++++ DOCUMENT EXCERPT ++++

Ha, I seem to remember some sort of Freidan RIP thread where this point was argued at length with Momus, and I felt incredibly weird remaking the century-old argument that, umm, so long as life costs money, some measure of economic independence is necessary for people to really have a lot of control over what they do with themselves.

nabisco, Thursday, 22 January 2009 00:30 (sixteen years ago)

As much as I adore her criticism and novels (give "To the Lighthouse" another try, nabisco), I find her crypto-feminism a peripheral affair; she's more interested in articulating a tone -- a note of amused querulousness, tinged by contrarianism -- than in puzzling out her politics.

Alfred, Lord Sotosyn, Thursday, 22 January 2009 00:33 (sixteen years ago)

I would take your advice, Alfred, but there was a short period of intensive Woolfiana in my education -- all the way down to extensive reading of diaries and correspondence -- that I suspect will have been Enough Woolf for Me until at least 15-20 years from now.

nabisco, Thursday, 22 January 2009 00:36 (sixteen years ago)

I agree with you Nabisco, certainly! And I admit, part of what bothers me is probably resentment/envy hah. It is that money without the grind of a regular (ie, creativity-destroying!) job that I feel problematic about her *seeming* to imply neccesary. Again, I perhaps ammisreading. Have not read any else by her I have to point out.

Trayce, Thursday, 22 January 2009 00:36 (sixteen years ago)

i disliked to the lighthouse so much i never gave her other stuff a chance.

velko, Thursday, 22 January 2009 00:44 (sixteen years ago)

how can i even attack you about this, nabisco, if you don't know why you don't like the novels? :(

horseshoe, Thursday, 22 January 2009 00:44 (sixteen years ago)

The Voyage Out is a fascinating, flawed attempt at a realist narrative; maybe you guys should give a try.

Alfred, Lord Sotosyn, Thursday, 22 January 2009 00:49 (sixteen years ago)

i don't see what's so controversial about saying ppl need financial stability/independence in order to spend your days, uh, writing novels or whatever instead of struggling to have enough money to eat.

i adore mrs dalloway; never read anything else.

(The Other) J.D. (J.D.), Thursday, 22 January 2009 01:03 (sixteen years ago)

I just think its unfair to suggest that you need the "room of ones own" and all that this implies mataphorically - no distractions, none of the womans burden (work, children, homekeeping etc), because all that interferes with the creative process.

I think I resent it in a way, even though I'd agree in principle I'd get more done if I had the idle time to do it in! Perhaps I am laboring a point not made so much in the essay though? I need to re read it.

Trayce, Thursday, 22 January 2009 01:38 (sixteen years ago)

Gah excuse my spelling, this kbd has dodgy keys and I've had a rotten day and am a bit distracted.

Trayce, Thursday, 22 January 2009 01:39 (sixteen years ago)

++++ DATA EXTRACT ++++

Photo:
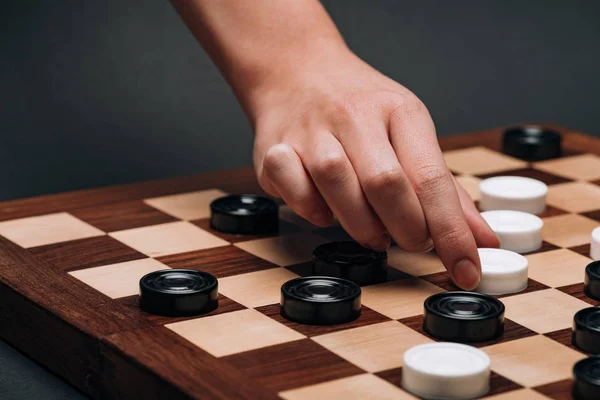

++++

**WORK REQUIRED**
Name each distinct user who signs a post in the forum thread about the novelist's work, listing each name only once.

**OUTPUT**
nabisco
Alfred, Lord Sotosyn
Trayce
velko
horseshoe
(The Other) J.D. (J.D.)